◆ **WHAT THIS TASK INVOLVES**: Count the lines in the items below that contain the word "overhang" and give only that number.

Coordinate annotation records
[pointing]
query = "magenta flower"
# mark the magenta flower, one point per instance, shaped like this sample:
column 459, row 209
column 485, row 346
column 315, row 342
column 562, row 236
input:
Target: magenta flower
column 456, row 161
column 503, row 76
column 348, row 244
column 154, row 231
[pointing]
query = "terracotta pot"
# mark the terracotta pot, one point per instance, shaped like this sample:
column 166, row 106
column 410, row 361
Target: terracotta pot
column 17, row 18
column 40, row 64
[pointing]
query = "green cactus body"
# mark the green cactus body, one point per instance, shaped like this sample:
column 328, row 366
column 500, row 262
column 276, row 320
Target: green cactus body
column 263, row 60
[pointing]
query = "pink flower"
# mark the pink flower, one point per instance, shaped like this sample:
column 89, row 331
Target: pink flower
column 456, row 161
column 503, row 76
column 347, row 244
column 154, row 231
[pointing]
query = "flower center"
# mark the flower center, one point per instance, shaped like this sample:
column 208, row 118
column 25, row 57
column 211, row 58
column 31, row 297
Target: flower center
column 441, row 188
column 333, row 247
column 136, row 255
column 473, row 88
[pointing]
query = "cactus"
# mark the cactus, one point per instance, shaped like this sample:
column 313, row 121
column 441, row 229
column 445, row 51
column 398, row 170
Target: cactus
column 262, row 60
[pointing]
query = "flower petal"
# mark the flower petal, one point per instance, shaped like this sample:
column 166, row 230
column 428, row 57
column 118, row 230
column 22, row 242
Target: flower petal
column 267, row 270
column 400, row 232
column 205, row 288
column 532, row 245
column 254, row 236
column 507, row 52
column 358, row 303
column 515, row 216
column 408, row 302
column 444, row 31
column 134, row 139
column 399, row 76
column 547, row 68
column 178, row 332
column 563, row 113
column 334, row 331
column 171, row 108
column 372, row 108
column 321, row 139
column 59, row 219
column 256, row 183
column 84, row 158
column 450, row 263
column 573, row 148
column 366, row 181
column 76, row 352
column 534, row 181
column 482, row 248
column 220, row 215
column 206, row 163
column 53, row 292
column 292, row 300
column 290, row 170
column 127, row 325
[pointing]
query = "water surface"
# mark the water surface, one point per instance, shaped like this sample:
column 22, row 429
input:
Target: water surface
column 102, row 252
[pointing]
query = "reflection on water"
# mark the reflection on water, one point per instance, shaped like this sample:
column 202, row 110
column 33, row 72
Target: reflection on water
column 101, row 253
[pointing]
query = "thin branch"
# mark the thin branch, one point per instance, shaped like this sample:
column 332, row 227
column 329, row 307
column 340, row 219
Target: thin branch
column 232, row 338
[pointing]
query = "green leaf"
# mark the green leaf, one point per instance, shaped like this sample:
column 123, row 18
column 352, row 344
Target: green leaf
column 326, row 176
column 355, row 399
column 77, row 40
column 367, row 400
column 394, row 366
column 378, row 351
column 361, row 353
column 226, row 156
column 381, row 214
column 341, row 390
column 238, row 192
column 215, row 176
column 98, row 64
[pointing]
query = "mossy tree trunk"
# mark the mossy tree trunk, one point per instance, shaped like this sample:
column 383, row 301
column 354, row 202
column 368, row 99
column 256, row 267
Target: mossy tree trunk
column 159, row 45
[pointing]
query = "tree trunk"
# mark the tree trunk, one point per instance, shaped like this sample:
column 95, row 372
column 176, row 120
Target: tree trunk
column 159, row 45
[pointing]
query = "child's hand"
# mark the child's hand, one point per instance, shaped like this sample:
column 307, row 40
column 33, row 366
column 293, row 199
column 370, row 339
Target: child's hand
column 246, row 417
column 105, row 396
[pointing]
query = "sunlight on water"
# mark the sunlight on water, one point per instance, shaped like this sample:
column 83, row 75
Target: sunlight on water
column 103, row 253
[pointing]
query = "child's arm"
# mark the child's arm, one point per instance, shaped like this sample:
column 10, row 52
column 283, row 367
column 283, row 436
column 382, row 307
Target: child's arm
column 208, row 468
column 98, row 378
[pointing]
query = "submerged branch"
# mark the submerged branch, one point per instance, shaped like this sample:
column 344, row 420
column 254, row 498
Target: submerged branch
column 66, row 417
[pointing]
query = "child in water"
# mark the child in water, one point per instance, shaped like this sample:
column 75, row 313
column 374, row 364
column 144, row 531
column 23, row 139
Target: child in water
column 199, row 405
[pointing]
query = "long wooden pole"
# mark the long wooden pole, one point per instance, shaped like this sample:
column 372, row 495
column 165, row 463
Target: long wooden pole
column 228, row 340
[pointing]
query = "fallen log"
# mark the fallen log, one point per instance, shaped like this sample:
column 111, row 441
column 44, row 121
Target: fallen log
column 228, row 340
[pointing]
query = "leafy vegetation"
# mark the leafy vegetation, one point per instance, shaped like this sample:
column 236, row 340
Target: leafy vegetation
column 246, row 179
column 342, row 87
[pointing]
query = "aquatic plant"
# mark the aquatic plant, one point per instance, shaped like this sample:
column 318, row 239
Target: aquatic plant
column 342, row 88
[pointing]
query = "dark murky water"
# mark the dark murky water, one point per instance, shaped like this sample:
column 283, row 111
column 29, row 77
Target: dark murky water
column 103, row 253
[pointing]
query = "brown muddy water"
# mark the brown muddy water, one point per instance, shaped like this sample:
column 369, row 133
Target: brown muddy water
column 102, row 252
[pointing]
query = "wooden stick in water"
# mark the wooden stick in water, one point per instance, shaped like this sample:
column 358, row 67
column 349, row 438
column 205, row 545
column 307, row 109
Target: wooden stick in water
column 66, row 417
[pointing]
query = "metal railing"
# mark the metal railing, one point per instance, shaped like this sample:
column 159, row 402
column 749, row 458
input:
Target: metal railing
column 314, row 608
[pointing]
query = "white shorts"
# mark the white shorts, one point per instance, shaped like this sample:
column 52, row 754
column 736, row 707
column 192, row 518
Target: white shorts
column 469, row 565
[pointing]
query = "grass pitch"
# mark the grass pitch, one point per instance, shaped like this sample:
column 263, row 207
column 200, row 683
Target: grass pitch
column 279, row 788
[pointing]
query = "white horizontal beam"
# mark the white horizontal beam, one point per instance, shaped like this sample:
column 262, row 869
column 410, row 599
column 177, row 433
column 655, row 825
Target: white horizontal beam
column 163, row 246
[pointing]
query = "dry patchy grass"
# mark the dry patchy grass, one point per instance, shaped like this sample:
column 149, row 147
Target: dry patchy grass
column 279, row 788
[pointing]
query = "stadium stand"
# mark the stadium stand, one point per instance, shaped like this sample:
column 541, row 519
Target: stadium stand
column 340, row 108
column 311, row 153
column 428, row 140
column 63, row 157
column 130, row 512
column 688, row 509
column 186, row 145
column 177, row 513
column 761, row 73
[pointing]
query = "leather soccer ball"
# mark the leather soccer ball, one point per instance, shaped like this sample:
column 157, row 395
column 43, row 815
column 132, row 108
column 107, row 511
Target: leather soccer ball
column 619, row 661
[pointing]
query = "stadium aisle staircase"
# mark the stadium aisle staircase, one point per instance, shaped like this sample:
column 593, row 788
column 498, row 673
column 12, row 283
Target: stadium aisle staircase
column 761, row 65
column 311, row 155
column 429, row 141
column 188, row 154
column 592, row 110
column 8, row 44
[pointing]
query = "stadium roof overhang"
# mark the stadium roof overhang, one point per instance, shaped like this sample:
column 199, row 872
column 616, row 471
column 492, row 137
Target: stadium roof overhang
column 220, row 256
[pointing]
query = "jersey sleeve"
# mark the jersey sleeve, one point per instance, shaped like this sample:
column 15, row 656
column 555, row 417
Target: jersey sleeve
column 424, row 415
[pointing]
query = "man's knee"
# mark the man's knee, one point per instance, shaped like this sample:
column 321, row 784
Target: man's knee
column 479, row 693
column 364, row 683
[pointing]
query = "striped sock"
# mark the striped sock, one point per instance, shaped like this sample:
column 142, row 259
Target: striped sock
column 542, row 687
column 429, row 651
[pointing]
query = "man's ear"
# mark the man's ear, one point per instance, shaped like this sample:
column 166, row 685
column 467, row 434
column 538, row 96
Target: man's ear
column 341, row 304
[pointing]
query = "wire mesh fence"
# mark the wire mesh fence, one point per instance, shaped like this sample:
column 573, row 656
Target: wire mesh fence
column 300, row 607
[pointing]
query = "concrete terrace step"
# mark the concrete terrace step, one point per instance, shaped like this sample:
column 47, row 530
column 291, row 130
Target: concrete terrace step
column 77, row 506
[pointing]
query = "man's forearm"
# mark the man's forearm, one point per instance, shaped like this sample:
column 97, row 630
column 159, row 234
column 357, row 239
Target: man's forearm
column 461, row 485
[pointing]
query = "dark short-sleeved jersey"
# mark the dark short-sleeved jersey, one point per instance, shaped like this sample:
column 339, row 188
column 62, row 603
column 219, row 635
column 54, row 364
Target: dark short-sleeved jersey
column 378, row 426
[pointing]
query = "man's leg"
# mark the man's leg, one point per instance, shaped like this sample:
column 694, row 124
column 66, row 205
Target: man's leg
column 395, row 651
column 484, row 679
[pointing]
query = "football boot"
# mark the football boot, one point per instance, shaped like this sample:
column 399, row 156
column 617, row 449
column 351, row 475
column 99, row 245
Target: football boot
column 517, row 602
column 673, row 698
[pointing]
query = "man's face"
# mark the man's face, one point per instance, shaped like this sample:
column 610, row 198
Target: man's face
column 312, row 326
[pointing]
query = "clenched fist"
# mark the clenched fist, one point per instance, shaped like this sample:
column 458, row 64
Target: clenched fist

◆ **RESPONSE TO THIS EXERCISE**: 3